[Entries for labeling points]
____________________
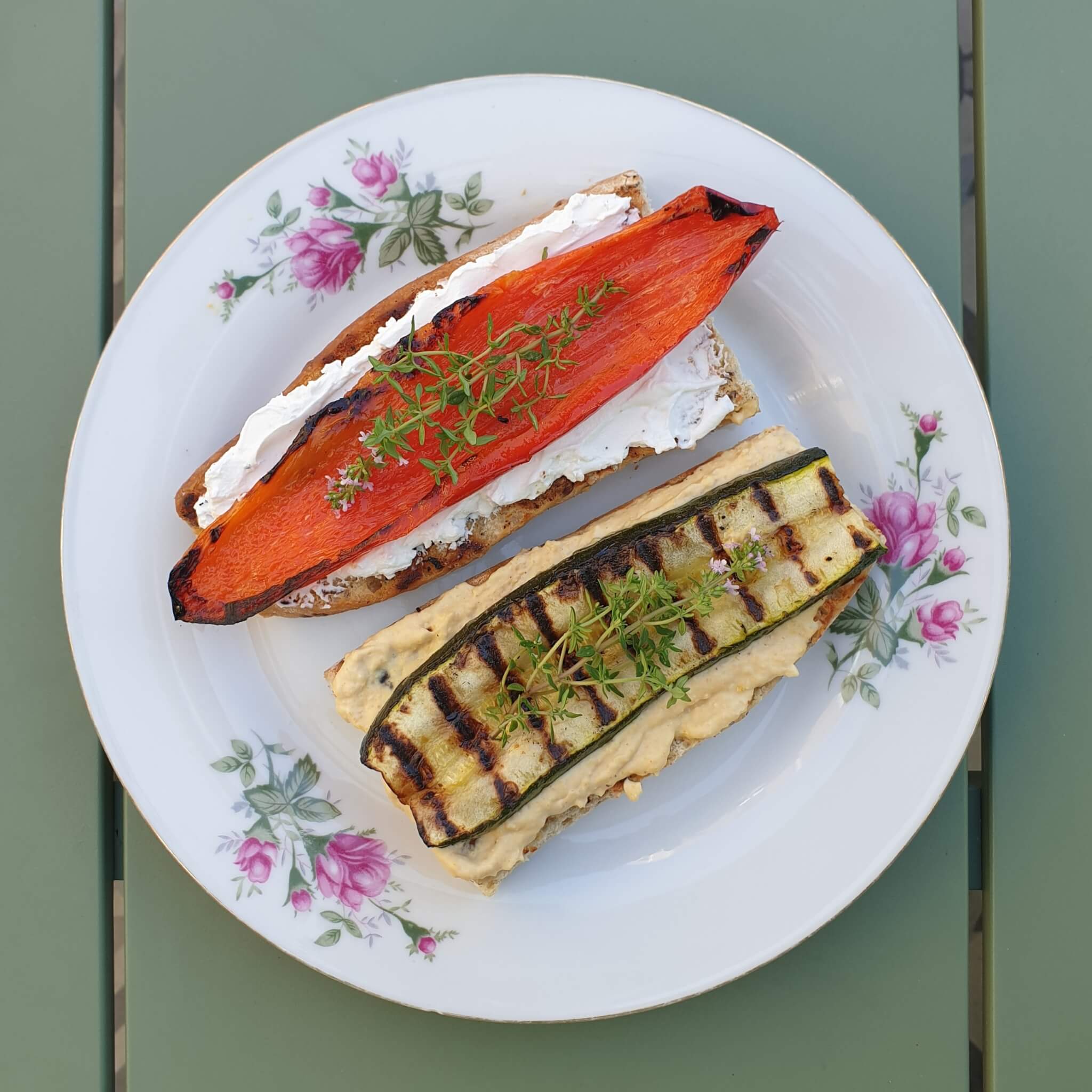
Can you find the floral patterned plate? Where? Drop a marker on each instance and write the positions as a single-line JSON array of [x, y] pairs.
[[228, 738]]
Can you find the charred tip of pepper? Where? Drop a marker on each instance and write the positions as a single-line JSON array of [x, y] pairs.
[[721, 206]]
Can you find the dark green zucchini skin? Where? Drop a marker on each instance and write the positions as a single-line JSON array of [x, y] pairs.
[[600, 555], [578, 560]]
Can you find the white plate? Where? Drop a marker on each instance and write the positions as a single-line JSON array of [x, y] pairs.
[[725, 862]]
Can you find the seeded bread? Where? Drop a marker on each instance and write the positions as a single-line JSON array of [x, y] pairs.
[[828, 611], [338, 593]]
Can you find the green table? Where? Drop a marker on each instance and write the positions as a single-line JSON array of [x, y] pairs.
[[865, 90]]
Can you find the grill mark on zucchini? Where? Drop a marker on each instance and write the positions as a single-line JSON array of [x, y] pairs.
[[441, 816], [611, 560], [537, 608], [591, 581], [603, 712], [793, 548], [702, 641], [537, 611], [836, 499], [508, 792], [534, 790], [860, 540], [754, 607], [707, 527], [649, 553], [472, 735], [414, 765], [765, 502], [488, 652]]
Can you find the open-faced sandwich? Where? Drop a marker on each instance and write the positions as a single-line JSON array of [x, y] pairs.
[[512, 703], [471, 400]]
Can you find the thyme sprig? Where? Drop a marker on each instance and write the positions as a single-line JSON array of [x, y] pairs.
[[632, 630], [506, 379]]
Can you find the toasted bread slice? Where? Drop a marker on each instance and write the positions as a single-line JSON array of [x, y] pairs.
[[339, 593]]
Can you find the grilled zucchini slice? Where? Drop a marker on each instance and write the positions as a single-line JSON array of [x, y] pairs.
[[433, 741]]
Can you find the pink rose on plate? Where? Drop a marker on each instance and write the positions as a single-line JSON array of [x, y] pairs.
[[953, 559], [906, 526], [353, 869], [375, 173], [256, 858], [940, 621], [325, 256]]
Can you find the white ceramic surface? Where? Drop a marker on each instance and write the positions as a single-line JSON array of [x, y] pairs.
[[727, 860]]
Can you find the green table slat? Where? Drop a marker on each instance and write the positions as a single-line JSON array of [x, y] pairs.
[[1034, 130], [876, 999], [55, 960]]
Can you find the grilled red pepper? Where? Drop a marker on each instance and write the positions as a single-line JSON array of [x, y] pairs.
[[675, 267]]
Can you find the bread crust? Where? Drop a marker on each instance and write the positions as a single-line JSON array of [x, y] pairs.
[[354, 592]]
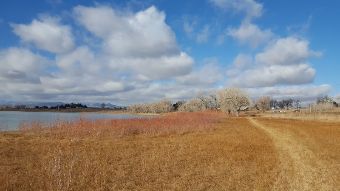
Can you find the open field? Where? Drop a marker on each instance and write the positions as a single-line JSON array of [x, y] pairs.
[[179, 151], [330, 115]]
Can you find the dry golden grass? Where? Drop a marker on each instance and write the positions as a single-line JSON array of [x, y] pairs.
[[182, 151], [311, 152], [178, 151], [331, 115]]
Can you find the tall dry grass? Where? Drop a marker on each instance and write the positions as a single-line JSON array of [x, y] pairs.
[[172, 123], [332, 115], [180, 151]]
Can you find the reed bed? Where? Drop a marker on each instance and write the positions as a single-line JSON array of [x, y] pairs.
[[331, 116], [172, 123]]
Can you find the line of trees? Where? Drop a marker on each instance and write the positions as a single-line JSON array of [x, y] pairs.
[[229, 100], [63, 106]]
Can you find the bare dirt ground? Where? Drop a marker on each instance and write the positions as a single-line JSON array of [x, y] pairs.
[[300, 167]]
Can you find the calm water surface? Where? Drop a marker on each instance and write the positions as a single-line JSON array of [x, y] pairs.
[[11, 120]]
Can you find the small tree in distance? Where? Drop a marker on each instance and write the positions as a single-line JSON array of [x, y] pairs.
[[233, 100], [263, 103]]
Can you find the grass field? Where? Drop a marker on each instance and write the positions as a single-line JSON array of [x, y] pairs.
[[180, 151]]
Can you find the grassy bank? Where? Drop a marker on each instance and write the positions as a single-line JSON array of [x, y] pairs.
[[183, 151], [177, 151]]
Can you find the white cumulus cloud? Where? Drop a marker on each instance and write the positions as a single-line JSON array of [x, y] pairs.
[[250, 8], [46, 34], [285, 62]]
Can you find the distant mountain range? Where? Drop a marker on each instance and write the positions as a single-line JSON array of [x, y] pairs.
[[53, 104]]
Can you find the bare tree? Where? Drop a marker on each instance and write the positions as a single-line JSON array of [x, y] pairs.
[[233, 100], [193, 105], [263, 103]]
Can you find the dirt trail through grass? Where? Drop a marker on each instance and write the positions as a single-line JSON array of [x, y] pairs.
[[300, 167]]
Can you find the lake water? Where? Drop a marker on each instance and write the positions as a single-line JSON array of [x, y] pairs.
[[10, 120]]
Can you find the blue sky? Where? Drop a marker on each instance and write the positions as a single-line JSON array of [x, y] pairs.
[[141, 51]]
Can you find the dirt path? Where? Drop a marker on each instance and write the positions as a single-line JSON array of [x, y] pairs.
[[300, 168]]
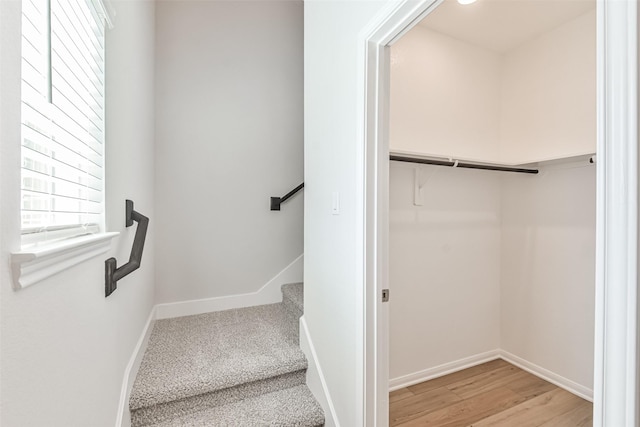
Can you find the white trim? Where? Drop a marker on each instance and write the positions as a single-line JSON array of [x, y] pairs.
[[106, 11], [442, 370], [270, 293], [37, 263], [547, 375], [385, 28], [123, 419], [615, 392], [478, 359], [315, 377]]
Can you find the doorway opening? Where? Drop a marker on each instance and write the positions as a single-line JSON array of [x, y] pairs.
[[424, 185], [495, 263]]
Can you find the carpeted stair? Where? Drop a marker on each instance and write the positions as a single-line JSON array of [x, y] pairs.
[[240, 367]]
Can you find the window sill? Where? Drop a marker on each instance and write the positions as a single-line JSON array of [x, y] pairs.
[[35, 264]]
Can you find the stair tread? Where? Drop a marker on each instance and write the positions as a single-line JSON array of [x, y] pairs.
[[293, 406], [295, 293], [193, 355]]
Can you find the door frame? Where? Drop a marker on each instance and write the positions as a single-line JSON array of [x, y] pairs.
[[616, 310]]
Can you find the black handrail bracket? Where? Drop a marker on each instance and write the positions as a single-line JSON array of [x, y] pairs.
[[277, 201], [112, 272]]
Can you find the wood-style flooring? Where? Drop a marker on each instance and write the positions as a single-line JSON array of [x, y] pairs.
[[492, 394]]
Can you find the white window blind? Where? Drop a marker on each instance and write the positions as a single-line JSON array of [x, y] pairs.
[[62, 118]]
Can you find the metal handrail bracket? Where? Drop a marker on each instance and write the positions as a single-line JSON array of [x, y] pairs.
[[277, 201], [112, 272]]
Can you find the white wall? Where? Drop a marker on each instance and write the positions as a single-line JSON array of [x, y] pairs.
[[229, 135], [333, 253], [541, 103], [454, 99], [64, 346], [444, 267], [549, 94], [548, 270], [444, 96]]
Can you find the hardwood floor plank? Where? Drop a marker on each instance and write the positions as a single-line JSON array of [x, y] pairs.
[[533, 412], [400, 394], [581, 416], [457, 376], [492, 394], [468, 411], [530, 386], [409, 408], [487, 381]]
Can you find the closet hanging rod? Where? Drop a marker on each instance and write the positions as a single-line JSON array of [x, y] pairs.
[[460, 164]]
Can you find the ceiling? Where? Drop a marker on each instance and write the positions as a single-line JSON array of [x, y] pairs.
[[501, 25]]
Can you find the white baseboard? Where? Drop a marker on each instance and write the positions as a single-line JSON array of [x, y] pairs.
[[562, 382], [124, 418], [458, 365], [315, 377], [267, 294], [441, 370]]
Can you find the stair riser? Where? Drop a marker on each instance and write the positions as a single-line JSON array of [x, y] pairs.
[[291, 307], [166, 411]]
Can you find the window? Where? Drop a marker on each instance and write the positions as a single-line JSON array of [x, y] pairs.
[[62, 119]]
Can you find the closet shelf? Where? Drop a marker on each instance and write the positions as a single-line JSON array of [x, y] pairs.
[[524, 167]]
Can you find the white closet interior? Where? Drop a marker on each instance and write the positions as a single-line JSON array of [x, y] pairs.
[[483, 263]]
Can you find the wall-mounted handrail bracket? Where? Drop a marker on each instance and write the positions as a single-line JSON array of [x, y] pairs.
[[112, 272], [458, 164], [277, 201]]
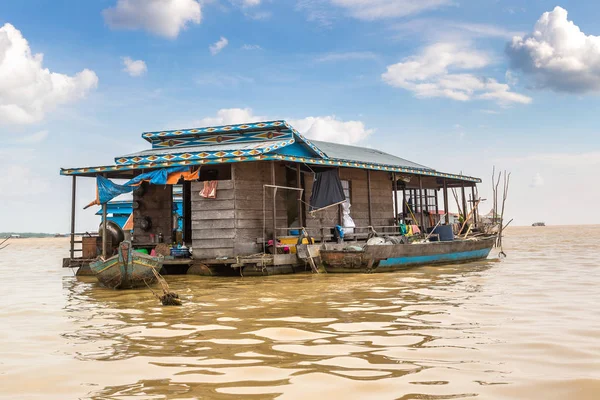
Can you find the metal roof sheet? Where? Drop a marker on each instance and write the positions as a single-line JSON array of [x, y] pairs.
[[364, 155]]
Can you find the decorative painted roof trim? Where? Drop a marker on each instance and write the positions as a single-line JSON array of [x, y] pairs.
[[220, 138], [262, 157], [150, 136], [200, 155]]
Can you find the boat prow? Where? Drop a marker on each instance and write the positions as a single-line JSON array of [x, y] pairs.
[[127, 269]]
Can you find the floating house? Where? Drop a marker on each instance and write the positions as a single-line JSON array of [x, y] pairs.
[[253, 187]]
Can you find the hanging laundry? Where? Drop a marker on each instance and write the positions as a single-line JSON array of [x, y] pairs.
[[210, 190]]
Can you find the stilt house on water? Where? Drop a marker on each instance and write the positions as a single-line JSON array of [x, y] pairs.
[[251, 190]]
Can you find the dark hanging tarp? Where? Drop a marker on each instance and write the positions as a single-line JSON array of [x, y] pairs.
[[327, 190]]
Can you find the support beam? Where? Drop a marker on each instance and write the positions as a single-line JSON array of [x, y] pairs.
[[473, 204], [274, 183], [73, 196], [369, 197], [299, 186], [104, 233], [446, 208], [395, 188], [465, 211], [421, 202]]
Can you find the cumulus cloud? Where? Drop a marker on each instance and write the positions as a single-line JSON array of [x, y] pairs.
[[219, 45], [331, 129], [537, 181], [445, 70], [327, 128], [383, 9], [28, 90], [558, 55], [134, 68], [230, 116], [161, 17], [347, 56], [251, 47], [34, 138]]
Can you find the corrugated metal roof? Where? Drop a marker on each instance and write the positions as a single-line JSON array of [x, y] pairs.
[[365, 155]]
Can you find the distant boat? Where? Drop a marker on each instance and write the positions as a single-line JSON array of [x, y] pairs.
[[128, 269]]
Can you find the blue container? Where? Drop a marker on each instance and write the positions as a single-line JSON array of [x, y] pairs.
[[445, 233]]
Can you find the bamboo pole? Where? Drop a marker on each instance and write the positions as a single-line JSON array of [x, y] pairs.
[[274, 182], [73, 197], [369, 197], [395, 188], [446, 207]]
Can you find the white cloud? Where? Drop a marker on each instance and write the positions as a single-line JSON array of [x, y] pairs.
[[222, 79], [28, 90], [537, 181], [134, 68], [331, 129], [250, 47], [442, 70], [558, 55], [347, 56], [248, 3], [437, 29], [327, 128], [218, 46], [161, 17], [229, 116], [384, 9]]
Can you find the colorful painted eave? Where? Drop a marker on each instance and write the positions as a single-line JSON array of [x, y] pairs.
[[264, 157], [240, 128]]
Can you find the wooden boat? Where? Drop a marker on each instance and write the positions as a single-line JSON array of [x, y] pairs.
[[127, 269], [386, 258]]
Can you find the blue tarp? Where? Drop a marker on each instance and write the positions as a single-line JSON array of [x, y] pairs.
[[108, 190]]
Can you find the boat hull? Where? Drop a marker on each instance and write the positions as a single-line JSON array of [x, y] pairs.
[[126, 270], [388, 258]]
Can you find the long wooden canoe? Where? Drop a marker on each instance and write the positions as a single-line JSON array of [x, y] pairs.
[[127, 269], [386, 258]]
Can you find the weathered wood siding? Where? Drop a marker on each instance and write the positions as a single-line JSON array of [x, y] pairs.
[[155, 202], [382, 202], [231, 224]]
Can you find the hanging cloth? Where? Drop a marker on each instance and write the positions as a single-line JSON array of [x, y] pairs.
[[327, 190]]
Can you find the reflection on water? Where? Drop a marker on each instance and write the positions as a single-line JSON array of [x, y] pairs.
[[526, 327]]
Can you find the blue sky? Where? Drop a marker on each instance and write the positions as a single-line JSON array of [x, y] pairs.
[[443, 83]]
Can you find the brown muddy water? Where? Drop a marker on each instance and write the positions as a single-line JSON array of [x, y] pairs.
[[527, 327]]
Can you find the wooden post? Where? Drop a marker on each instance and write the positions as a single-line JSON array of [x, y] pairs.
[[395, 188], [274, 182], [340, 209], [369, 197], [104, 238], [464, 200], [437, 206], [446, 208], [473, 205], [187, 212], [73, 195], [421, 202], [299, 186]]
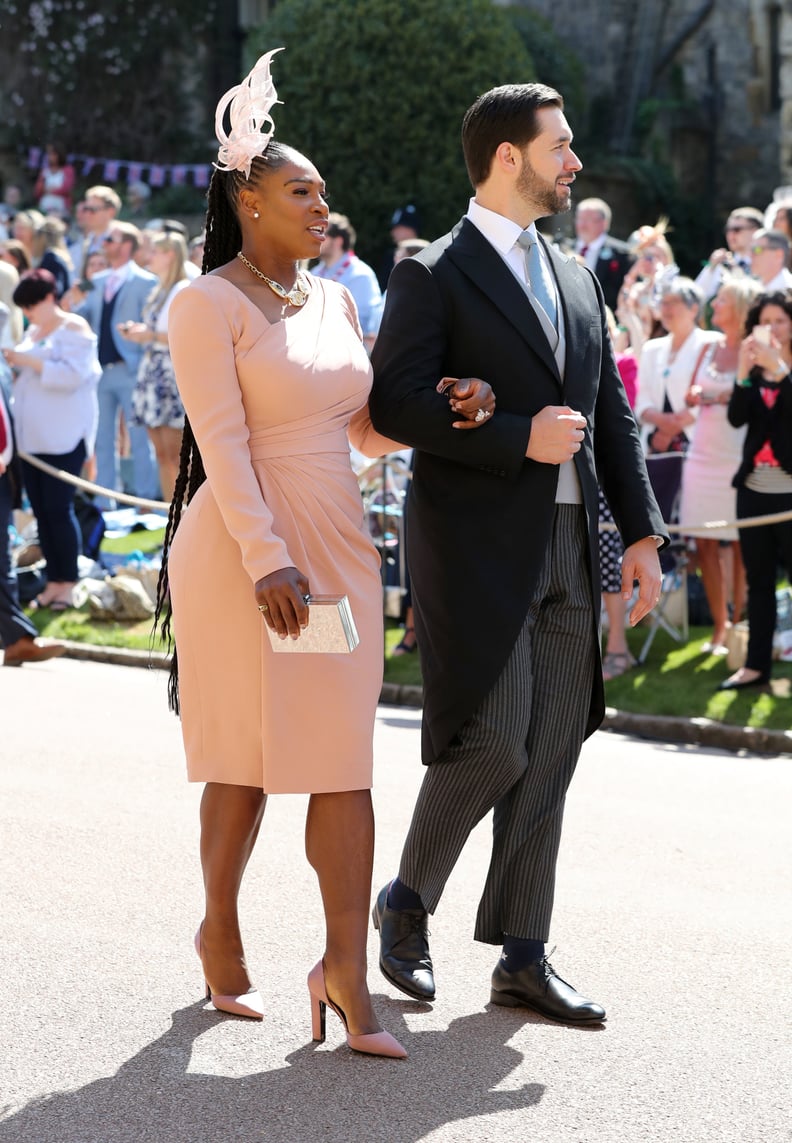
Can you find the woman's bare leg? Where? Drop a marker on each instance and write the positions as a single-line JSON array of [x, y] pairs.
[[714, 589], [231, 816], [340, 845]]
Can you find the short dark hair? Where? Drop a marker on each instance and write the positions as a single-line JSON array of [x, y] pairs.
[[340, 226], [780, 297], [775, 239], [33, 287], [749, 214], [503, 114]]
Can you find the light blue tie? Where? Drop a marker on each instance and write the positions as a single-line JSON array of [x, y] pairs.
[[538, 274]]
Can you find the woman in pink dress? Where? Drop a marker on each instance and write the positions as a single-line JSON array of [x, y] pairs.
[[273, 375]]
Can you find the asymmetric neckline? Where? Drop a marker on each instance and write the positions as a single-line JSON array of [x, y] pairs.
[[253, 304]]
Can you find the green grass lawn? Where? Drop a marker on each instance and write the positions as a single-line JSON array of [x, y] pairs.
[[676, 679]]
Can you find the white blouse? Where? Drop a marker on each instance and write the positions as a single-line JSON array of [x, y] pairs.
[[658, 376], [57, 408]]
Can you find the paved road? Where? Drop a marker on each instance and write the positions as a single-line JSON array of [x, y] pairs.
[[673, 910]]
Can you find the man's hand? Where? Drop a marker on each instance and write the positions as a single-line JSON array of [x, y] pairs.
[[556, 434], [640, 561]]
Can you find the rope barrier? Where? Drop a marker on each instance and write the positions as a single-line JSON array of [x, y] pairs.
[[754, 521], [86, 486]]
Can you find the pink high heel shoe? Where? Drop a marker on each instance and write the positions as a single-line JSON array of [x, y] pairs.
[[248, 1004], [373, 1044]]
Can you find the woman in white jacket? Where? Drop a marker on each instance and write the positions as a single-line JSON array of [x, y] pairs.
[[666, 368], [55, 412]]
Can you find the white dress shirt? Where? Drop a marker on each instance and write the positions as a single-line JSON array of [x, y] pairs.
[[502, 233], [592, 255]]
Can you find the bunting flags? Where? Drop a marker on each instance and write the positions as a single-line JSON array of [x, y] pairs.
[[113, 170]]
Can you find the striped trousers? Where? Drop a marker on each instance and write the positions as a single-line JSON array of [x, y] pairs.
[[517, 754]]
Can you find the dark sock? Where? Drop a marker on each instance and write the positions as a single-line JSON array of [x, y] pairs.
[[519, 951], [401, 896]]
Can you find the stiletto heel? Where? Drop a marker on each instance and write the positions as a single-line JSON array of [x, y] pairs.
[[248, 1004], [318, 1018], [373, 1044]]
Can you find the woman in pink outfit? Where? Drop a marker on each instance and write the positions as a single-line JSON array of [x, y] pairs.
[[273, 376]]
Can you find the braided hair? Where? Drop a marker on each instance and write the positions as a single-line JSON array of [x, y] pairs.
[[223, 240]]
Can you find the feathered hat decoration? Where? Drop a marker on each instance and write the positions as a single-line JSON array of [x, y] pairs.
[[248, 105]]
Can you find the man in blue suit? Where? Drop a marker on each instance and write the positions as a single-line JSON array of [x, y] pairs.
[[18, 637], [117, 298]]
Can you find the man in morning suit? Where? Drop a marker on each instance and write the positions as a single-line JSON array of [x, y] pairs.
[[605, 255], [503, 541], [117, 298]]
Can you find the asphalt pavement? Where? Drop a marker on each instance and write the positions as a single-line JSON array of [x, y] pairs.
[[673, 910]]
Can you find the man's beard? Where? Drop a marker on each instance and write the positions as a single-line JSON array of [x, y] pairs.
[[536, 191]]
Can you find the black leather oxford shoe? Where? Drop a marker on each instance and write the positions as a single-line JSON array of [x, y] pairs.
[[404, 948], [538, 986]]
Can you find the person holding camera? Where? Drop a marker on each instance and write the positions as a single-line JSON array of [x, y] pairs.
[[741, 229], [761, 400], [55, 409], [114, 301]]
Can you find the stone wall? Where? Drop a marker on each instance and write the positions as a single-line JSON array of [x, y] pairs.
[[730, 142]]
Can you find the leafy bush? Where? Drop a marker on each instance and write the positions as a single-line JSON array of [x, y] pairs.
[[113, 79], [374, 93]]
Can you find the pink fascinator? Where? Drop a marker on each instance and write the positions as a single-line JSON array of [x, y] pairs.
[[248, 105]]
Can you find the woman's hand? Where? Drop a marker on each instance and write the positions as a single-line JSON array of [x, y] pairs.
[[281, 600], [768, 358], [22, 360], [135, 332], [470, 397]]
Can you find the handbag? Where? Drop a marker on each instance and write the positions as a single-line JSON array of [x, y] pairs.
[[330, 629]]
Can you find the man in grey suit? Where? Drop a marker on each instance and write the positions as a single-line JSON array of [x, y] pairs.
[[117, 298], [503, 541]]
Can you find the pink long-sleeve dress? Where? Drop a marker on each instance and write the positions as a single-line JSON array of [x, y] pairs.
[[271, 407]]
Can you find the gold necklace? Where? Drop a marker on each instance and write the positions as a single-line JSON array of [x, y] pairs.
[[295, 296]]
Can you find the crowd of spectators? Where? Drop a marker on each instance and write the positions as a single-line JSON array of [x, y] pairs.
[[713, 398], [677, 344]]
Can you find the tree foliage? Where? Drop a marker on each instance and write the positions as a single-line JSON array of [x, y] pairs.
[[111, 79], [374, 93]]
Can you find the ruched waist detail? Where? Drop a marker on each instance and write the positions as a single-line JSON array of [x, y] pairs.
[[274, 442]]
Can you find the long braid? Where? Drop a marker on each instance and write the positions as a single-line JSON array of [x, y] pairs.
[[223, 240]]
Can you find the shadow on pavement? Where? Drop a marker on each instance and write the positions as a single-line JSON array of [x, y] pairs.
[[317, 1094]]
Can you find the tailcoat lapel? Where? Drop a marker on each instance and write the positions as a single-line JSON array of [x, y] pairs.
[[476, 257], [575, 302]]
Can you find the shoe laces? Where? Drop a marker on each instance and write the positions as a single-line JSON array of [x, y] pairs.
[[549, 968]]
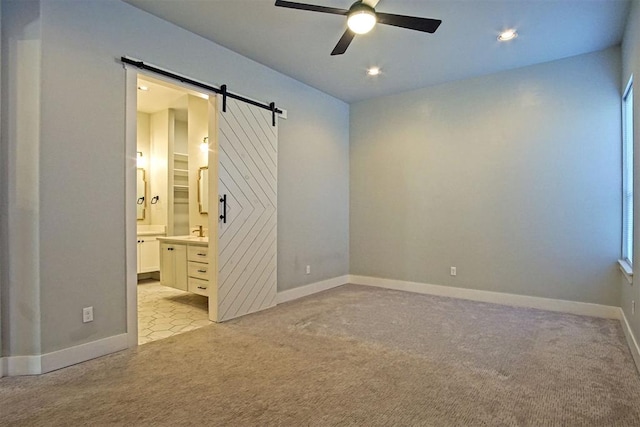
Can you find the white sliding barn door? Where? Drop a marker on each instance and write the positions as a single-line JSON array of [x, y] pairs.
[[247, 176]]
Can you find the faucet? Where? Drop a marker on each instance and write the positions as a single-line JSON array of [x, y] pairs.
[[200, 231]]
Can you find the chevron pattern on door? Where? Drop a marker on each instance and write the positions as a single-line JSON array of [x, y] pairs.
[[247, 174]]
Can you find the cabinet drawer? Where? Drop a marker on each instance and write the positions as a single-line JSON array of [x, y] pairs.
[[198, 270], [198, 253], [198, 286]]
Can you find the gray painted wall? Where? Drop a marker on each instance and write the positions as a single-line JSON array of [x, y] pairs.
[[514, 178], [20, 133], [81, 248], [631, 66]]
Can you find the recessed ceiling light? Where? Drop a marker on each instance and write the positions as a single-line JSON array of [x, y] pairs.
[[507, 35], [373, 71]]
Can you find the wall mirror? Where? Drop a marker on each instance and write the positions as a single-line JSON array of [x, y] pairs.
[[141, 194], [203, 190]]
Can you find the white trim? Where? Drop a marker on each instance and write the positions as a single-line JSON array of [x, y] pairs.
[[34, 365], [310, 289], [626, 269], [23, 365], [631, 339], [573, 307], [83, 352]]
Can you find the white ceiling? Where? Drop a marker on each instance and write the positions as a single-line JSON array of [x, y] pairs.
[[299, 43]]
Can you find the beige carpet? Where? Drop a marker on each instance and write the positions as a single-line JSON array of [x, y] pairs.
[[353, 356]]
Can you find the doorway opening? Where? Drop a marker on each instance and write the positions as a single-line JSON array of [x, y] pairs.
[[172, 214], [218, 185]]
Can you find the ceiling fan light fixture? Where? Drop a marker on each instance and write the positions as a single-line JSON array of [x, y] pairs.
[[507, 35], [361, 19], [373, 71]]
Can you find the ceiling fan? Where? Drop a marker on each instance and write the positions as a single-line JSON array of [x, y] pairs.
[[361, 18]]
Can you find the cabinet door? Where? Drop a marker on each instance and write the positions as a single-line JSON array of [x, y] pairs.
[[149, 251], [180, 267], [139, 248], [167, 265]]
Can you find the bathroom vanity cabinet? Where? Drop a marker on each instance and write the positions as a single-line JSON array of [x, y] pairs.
____________________
Can you edit the entries from the line with "Can you find the closet shelf?" through the line with "[[112, 272], [458, 164], [277, 201]]", swapping "marker" for "pin" and leaving everything else unchanged?

Can you find the closet shelf? Where? Drop a pin on each instance and write the positions as a single-line JSON array of [x, y] pairs.
[[524, 167]]
Can you find the white closet interior? Where? Drop a pin on each instance and write the positions as a single-line JSON array of [x, y] pairs.
[[483, 263]]
Can you find the wall-mounted handrail bracket? Where? Drop a pin on each instance and write the positions as a single-line JSON array of [x, y] pairs.
[[112, 272], [458, 164], [277, 201]]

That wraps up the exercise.